------ SUPPLIED ENTRIES ------

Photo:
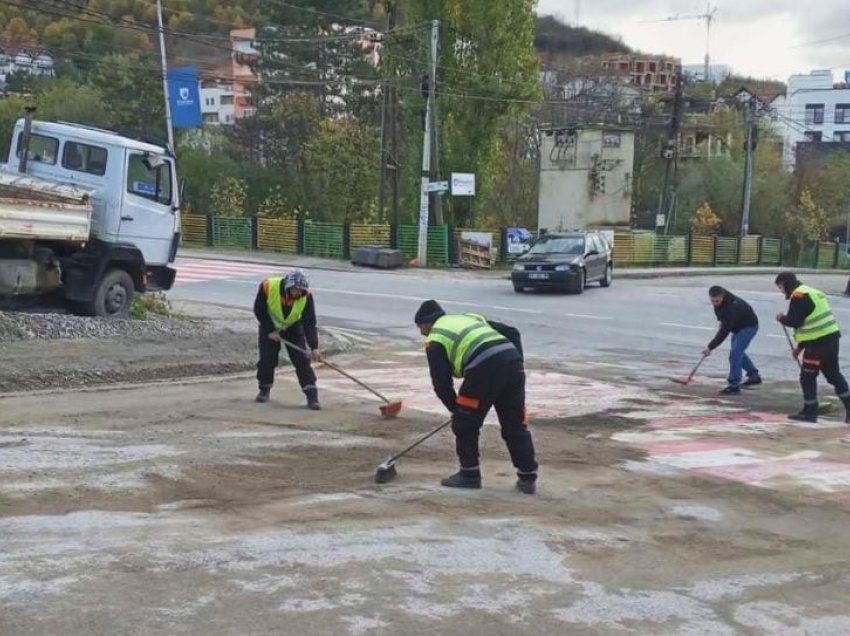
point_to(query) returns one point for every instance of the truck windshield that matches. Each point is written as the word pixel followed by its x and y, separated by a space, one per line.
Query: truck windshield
pixel 154 184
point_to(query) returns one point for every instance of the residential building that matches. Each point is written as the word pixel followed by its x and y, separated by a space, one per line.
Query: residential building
pixel 656 73
pixel 586 177
pixel 245 55
pixel 23 58
pixel 218 100
pixel 812 110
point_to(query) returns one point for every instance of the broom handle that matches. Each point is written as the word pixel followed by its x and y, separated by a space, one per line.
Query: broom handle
pixel 416 443
pixel 337 369
pixel 791 344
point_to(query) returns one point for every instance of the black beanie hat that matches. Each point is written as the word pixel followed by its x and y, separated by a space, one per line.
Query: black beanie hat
pixel 788 280
pixel 429 312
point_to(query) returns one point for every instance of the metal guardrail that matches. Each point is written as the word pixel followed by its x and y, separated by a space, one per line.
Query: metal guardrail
pixel 631 249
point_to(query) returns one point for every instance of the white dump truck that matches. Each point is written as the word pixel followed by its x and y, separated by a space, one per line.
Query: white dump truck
pixel 86 214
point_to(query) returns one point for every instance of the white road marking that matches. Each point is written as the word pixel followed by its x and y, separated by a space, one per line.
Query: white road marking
pixel 443 301
pixel 676 324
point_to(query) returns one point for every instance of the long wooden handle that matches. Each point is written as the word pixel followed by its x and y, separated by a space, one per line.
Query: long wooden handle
pixel 337 369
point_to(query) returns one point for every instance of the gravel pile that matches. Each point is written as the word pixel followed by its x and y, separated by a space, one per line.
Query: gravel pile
pixel 16 326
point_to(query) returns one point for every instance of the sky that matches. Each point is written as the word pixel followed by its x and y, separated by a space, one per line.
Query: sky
pixel 759 38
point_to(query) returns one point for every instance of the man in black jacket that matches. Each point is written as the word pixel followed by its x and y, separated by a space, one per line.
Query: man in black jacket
pixel 285 310
pixel 488 356
pixel 737 317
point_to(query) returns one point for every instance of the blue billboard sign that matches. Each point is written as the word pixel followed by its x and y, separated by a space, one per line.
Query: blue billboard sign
pixel 184 97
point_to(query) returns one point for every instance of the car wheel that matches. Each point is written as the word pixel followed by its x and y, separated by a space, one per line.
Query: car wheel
pixel 579 286
pixel 113 296
pixel 608 278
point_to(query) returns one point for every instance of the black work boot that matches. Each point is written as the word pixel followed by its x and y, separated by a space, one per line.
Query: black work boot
pixel 808 414
pixel 846 402
pixel 527 484
pixel 313 399
pixel 464 478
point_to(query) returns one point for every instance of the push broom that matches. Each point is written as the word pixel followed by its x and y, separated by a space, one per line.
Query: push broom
pixel 386 471
pixel 390 408
pixel 823 407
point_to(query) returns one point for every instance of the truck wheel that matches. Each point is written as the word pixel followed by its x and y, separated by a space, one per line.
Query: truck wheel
pixel 114 295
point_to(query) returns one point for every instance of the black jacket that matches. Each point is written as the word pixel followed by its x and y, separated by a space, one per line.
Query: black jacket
pixel 307 322
pixel 734 314
pixel 441 369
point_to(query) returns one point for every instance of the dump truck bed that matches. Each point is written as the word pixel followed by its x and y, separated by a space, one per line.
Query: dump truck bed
pixel 37 209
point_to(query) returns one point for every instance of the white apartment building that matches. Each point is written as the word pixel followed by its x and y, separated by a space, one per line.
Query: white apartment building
pixel 25 59
pixel 812 109
pixel 217 102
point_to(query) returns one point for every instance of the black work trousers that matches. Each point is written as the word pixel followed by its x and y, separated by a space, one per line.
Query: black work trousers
pixel 495 382
pixel 270 357
pixel 821 356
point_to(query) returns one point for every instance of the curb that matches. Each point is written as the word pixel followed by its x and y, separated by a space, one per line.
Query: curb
pixel 621 274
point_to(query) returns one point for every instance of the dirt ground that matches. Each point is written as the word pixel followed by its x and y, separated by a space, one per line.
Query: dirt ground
pixel 182 507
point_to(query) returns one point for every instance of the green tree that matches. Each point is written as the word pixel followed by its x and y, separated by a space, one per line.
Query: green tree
pixel 335 67
pixel 340 162
pixel 487 77
pixel 228 197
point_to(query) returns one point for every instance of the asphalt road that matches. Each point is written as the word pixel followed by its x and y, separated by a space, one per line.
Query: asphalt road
pixel 666 320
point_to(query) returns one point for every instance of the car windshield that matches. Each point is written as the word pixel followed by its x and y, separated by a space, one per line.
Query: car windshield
pixel 558 245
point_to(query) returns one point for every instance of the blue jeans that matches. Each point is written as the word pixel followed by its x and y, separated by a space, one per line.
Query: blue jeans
pixel 738 358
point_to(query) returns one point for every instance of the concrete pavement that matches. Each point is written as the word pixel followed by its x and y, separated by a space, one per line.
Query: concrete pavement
pixel 624 273
pixel 667 321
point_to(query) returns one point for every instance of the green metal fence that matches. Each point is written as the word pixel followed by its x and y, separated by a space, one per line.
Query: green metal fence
pixel 631 248
pixel 232 232
pixel 407 238
pixel 324 239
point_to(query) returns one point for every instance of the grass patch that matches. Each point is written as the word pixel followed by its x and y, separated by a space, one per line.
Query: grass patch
pixel 151 304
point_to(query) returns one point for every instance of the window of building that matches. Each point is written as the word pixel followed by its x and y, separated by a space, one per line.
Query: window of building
pixel 611 140
pixel 42 149
pixel 84 158
pixel 814 114
pixel 150 182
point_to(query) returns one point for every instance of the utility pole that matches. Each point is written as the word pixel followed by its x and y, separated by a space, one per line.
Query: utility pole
pixel 435 132
pixel 385 98
pixel 748 167
pixel 168 123
pixel 671 150
pixel 426 152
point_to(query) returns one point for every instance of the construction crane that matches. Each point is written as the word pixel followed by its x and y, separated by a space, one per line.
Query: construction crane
pixel 708 16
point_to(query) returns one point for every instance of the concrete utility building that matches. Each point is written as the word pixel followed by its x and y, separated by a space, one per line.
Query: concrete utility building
pixel 586 177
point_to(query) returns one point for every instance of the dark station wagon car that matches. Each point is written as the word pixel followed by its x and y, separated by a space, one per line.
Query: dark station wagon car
pixel 565 261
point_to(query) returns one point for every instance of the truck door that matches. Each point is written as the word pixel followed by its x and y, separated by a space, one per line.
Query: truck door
pixel 148 219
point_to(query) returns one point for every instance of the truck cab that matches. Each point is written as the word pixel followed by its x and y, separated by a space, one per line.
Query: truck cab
pixel 134 228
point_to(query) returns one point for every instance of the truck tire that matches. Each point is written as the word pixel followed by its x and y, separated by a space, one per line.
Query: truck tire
pixel 113 296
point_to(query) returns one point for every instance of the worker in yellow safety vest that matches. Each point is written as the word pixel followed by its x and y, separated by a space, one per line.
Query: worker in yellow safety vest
pixel 816 334
pixel 488 357
pixel 285 310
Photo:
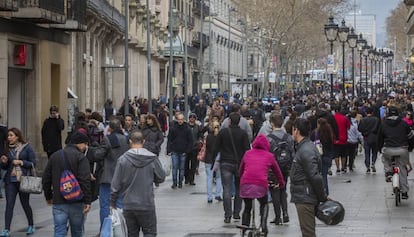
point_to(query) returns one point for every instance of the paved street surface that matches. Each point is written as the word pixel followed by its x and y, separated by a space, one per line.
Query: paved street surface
pixel 369 204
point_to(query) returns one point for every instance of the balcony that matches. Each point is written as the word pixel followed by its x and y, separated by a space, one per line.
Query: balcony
pixel 76 17
pixel 409 2
pixel 8 5
pixel 197 36
pixel 197 8
pixel 41 11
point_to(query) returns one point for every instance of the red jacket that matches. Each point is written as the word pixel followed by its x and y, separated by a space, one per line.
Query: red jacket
pixel 256 163
pixel 343 125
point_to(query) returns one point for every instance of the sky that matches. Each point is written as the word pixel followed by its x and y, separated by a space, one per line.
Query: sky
pixel 382 9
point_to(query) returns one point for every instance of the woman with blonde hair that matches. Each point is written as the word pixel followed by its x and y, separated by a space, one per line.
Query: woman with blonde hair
pixel 18 161
pixel 209 162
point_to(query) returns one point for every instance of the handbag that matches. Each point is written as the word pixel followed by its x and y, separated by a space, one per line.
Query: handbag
pixel 202 153
pixel 31 184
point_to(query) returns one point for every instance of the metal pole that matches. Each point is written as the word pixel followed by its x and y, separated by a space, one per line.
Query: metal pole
pixel 343 68
pixel 170 73
pixel 366 75
pixel 185 84
pixel 126 66
pixel 332 73
pixel 353 72
pixel 149 59
pixel 201 45
pixel 228 56
pixel 210 94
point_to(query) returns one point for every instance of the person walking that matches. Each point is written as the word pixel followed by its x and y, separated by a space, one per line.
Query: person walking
pixel 208 164
pixel 306 186
pixel 52 131
pixel 135 173
pixel 180 143
pixel 254 170
pixel 232 143
pixel 72 157
pixel 18 160
pixel 368 127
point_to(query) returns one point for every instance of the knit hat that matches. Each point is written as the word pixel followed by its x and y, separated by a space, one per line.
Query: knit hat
pixel 78 138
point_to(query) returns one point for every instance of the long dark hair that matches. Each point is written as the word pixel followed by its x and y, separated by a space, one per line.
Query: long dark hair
pixel 325 132
pixel 154 121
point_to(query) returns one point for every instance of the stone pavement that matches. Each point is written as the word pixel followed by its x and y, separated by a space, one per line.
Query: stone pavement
pixel 368 200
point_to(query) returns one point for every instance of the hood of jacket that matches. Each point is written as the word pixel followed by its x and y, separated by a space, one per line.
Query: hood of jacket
pixel 139 157
pixel 261 143
pixel 392 121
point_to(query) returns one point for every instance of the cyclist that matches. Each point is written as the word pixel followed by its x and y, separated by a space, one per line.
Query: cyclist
pixel 393 140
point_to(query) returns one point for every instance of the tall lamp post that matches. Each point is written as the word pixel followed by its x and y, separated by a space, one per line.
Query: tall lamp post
pixel 365 52
pixel 343 32
pixel 352 42
pixel 331 32
pixel 360 44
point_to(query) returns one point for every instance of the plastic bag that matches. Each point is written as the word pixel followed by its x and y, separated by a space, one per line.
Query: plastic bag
pixel 119 226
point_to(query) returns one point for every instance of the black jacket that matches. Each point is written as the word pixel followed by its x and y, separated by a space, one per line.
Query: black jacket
pixel 305 178
pixel 394 132
pixel 52 134
pixel 225 147
pixel 180 139
pixel 78 164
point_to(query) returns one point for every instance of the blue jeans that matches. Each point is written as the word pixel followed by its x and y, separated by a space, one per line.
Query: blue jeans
pixel 104 199
pixel 178 163
pixel 228 171
pixel 370 151
pixel 12 189
pixel 209 176
pixel 62 213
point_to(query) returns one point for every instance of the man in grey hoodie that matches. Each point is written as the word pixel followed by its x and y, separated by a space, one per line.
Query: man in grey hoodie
pixel 135 173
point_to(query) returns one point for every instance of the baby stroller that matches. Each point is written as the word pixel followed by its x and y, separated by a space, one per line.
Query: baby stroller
pixel 253 230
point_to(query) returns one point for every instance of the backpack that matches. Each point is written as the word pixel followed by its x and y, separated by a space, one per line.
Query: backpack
pixel 280 149
pixel 69 186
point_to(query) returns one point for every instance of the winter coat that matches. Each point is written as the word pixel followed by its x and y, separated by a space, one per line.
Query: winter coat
pixel 153 139
pixel 28 157
pixel 256 163
pixel 77 163
pixel 306 185
pixel 135 173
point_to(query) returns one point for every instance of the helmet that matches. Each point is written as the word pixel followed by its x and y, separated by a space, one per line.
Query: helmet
pixel 330 212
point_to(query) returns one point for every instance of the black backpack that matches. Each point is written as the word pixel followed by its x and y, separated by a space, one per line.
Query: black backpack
pixel 280 149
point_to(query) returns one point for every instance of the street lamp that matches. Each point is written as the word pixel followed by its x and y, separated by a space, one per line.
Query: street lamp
pixel 343 32
pixel 371 55
pixel 360 44
pixel 365 52
pixel 331 32
pixel 352 42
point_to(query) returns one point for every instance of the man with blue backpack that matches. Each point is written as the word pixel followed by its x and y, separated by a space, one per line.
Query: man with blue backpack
pixel 281 145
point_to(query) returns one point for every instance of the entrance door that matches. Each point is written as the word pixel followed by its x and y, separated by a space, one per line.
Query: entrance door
pixel 16 102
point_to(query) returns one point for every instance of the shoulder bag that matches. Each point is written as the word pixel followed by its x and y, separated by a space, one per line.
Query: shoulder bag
pixel 31 184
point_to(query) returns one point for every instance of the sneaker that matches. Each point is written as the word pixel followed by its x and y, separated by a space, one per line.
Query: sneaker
pixel 5 233
pixel 285 218
pixel 404 195
pixel 30 230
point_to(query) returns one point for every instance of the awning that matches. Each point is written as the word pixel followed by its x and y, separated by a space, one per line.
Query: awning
pixel 71 94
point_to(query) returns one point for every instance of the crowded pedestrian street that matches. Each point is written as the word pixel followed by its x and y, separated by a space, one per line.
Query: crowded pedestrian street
pixel 370 210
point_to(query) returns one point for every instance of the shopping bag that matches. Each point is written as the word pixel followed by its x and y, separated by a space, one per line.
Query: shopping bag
pixel 119 226
pixel 106 230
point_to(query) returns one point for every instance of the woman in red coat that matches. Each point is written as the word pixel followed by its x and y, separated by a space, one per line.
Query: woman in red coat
pixel 254 170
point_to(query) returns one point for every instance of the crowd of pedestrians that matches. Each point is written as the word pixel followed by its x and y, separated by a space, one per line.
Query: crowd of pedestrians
pixel 298 138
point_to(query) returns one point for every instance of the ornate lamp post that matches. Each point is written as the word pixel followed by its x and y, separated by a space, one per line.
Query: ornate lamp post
pixel 343 32
pixel 352 42
pixel 360 44
pixel 331 32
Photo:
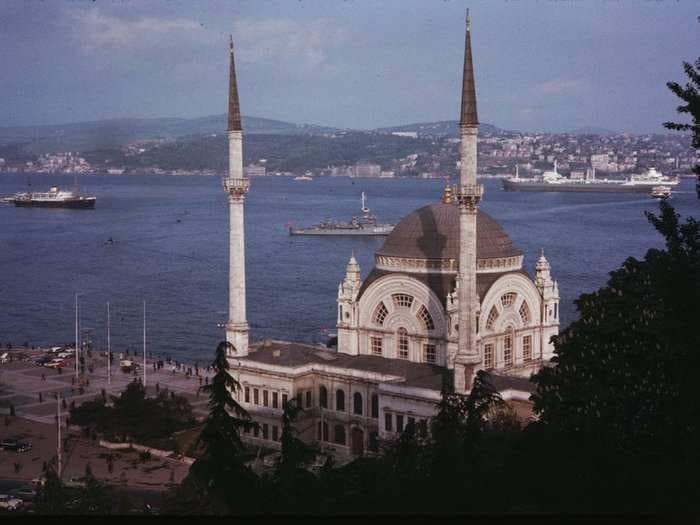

------

Rewrite the records as a JSON list of strings with one string per line, leaving out blank lines, starting with the line that contains "of the crowded" and going on through the line that contains "pixel 370 210".

**EXPECTED OUTPUT**
[
  "point_to(query) returns one point for every instance of the crowded pedestrian street that matches. Each point is written as the word pixel followed by its x and y, separated by a space, one per line.",
  "Query: crowded pedestrian street",
  "pixel 370 210"
]